▶ _EXERCISE AIM_: How many lines in the items below contain the word "sloped"? Reply with the number alone.

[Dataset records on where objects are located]
^^^^^^^^^^^^^^^^

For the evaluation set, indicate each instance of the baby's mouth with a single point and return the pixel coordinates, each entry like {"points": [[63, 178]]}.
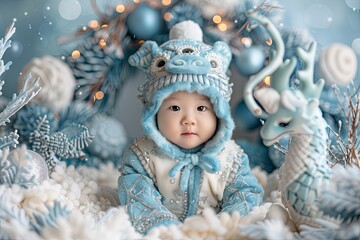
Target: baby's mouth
{"points": [[188, 134]]}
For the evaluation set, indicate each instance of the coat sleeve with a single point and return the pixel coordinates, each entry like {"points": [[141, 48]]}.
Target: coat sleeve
{"points": [[140, 197], [243, 192]]}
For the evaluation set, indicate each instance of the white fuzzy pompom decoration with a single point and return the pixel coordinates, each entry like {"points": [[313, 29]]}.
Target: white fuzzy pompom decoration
{"points": [[186, 30], [56, 80], [338, 64]]}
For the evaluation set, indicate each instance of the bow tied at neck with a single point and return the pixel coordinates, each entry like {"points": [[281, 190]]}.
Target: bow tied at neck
{"points": [[206, 162]]}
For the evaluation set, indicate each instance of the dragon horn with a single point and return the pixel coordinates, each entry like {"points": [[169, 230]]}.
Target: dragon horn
{"points": [[254, 80]]}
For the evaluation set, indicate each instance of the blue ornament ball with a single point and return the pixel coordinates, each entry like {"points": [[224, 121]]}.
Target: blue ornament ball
{"points": [[144, 22], [244, 119], [250, 60]]}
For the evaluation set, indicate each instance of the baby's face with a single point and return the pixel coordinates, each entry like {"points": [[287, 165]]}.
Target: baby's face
{"points": [[187, 119]]}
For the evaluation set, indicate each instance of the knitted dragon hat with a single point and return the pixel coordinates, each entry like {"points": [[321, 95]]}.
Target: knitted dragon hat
{"points": [[185, 63]]}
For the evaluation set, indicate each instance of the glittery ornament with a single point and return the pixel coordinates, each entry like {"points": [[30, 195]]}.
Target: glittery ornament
{"points": [[35, 166], [338, 64], [250, 60], [144, 22], [109, 136]]}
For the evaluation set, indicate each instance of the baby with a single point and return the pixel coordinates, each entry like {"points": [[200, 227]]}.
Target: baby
{"points": [[186, 161]]}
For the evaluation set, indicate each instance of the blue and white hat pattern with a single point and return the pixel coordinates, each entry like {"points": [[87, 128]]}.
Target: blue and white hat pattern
{"points": [[183, 60]]}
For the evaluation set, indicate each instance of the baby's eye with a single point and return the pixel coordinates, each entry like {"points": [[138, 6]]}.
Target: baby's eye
{"points": [[201, 108], [174, 108]]}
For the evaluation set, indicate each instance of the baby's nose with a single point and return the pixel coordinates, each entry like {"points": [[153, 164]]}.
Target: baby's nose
{"points": [[188, 120]]}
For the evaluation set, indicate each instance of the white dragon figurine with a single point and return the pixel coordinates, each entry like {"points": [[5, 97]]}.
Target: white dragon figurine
{"points": [[305, 172]]}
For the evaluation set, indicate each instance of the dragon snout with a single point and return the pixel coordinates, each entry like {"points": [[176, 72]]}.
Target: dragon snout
{"points": [[188, 64]]}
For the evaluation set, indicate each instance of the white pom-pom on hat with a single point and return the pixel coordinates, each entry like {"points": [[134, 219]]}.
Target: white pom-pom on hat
{"points": [[338, 64], [186, 30]]}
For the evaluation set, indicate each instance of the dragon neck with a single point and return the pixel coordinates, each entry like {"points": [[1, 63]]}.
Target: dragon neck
{"points": [[305, 150]]}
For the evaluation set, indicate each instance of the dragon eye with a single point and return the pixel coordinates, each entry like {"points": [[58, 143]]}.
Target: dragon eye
{"points": [[213, 64], [284, 124], [160, 63], [187, 50]]}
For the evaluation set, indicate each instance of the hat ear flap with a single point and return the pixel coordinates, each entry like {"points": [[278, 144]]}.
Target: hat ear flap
{"points": [[142, 58], [223, 49]]}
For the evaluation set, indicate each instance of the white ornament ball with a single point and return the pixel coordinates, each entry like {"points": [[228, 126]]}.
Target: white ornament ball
{"points": [[338, 64], [56, 80], [34, 164], [186, 30]]}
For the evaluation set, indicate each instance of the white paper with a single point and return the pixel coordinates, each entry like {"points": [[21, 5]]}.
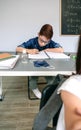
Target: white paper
{"points": [[9, 63], [40, 55], [57, 55]]}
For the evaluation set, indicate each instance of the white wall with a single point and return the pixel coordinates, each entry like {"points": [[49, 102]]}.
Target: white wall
{"points": [[22, 19]]}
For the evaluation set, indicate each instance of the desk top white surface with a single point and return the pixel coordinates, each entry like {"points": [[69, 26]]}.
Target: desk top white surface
{"points": [[60, 66]]}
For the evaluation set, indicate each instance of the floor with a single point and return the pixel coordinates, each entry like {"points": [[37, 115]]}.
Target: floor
{"points": [[17, 112]]}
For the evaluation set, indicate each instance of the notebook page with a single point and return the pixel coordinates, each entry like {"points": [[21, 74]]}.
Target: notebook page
{"points": [[40, 55], [57, 55], [9, 63]]}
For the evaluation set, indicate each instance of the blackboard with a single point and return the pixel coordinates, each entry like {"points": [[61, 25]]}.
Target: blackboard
{"points": [[70, 17]]}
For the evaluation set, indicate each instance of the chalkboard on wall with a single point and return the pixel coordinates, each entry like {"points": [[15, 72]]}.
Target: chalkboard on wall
{"points": [[70, 17]]}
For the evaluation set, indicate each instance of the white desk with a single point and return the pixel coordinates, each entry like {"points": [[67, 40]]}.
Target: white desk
{"points": [[62, 66]]}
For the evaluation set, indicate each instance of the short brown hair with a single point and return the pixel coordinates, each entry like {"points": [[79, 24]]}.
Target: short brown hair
{"points": [[46, 31]]}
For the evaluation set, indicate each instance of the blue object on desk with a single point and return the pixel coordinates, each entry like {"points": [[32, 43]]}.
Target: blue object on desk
{"points": [[42, 63]]}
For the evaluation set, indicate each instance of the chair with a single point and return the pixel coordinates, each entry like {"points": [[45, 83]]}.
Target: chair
{"points": [[50, 105], [29, 91]]}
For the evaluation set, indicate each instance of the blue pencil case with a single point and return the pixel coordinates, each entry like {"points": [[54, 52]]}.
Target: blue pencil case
{"points": [[42, 63]]}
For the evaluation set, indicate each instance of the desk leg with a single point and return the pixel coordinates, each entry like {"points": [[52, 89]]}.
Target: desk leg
{"points": [[1, 88]]}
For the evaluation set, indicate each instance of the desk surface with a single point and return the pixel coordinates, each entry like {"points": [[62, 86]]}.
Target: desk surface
{"points": [[61, 66]]}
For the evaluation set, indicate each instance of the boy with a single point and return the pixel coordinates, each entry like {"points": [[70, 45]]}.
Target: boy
{"points": [[34, 45]]}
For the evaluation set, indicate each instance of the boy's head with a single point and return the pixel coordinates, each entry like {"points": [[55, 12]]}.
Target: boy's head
{"points": [[45, 34]]}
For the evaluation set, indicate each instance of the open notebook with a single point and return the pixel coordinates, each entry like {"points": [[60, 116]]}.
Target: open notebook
{"points": [[45, 55], [9, 63]]}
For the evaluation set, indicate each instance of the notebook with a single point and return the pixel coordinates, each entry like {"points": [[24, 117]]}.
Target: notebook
{"points": [[9, 63]]}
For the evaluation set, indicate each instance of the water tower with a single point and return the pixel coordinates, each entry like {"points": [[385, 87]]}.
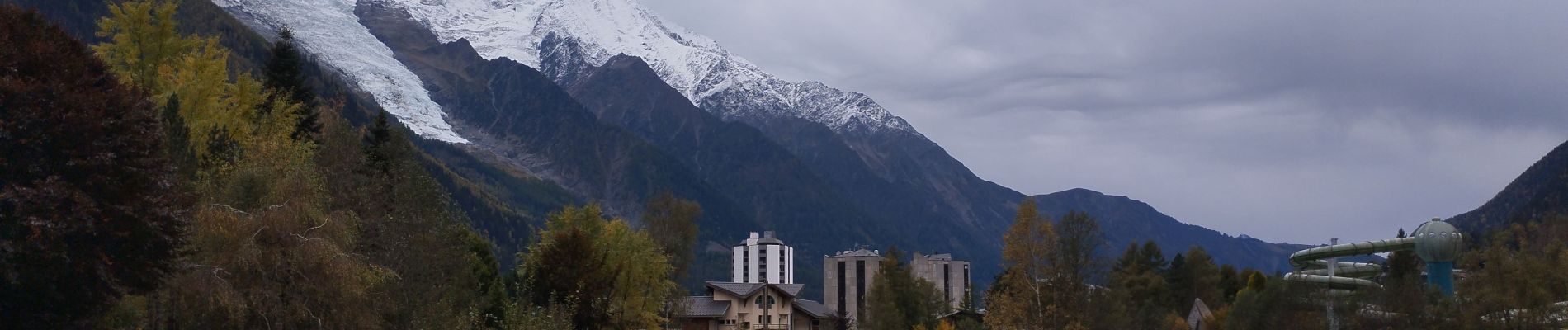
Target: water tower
{"points": [[1438, 244]]}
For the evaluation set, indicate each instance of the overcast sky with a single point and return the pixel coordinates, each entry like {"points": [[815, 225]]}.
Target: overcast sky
{"points": [[1286, 120]]}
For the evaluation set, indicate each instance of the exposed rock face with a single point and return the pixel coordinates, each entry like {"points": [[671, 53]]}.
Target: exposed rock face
{"points": [[1126, 221], [684, 115]]}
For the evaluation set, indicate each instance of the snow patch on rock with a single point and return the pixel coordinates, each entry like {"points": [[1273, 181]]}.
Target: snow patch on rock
{"points": [[331, 31]]}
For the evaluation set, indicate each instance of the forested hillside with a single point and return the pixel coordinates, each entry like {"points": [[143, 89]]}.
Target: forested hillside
{"points": [[153, 182]]}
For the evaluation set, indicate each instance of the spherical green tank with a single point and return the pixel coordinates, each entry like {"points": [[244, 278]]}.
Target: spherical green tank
{"points": [[1438, 243]]}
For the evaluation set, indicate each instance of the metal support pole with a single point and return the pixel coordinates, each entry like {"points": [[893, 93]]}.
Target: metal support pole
{"points": [[1333, 265]]}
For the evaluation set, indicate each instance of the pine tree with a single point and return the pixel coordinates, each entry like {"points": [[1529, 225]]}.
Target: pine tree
{"points": [[88, 210], [1137, 285], [672, 221], [284, 75], [1230, 284], [1153, 258], [378, 144], [179, 136], [1019, 296], [1202, 280], [1074, 266]]}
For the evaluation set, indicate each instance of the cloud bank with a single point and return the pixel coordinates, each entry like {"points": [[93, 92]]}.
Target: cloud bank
{"points": [[1286, 120]]}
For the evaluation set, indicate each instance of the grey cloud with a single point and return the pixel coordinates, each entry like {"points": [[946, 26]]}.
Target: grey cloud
{"points": [[1289, 120]]}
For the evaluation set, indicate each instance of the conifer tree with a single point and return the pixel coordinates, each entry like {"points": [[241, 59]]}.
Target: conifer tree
{"points": [[284, 75], [1019, 299], [179, 136], [1139, 288], [88, 204], [672, 223]]}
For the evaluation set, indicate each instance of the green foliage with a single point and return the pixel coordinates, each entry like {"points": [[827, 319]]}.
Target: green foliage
{"points": [[1139, 288], [899, 299], [609, 274], [1046, 274], [1197, 279], [87, 195], [672, 223], [179, 136]]}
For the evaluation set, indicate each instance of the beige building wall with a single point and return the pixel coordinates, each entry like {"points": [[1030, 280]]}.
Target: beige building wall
{"points": [[747, 314]]}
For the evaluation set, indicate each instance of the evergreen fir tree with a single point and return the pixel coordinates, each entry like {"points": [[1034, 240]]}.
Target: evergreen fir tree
{"points": [[378, 143], [87, 210], [177, 139], [284, 74]]}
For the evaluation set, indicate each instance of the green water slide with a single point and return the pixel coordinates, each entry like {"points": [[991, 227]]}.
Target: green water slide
{"points": [[1313, 263]]}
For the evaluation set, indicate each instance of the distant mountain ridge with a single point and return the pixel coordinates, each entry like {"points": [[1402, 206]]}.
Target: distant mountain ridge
{"points": [[1537, 195], [1126, 221], [900, 188]]}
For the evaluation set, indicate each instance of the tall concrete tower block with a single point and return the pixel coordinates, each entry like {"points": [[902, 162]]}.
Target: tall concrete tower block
{"points": [[763, 258]]}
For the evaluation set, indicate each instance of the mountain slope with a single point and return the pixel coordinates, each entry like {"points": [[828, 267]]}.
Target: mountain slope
{"points": [[869, 155], [1537, 195], [1125, 221], [907, 190]]}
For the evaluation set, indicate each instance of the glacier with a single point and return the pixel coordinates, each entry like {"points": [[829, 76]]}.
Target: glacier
{"points": [[690, 63], [329, 31]]}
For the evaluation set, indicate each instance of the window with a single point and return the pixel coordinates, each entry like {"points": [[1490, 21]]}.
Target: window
{"points": [[860, 282], [841, 285], [947, 282]]}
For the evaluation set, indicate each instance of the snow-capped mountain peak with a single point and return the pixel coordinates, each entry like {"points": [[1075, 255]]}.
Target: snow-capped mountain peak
{"points": [[329, 31], [693, 64]]}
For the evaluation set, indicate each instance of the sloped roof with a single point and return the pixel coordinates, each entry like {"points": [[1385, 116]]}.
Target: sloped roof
{"points": [[744, 290], [813, 309], [703, 307], [862, 252]]}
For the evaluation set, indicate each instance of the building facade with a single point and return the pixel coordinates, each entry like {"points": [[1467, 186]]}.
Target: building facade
{"points": [[949, 276], [763, 258], [847, 277], [752, 305]]}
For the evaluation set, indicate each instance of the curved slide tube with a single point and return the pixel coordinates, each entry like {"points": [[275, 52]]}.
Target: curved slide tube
{"points": [[1348, 276]]}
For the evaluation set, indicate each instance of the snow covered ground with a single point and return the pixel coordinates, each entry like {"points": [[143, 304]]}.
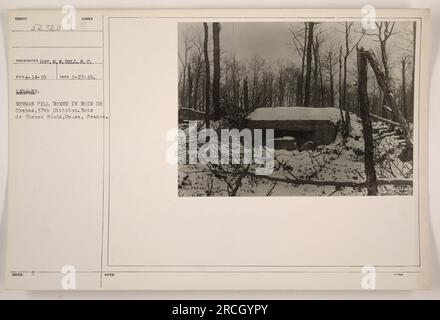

^^^^^^^^^^^^^^^^

▶ _RESULT OF THE EXERCISE_: 2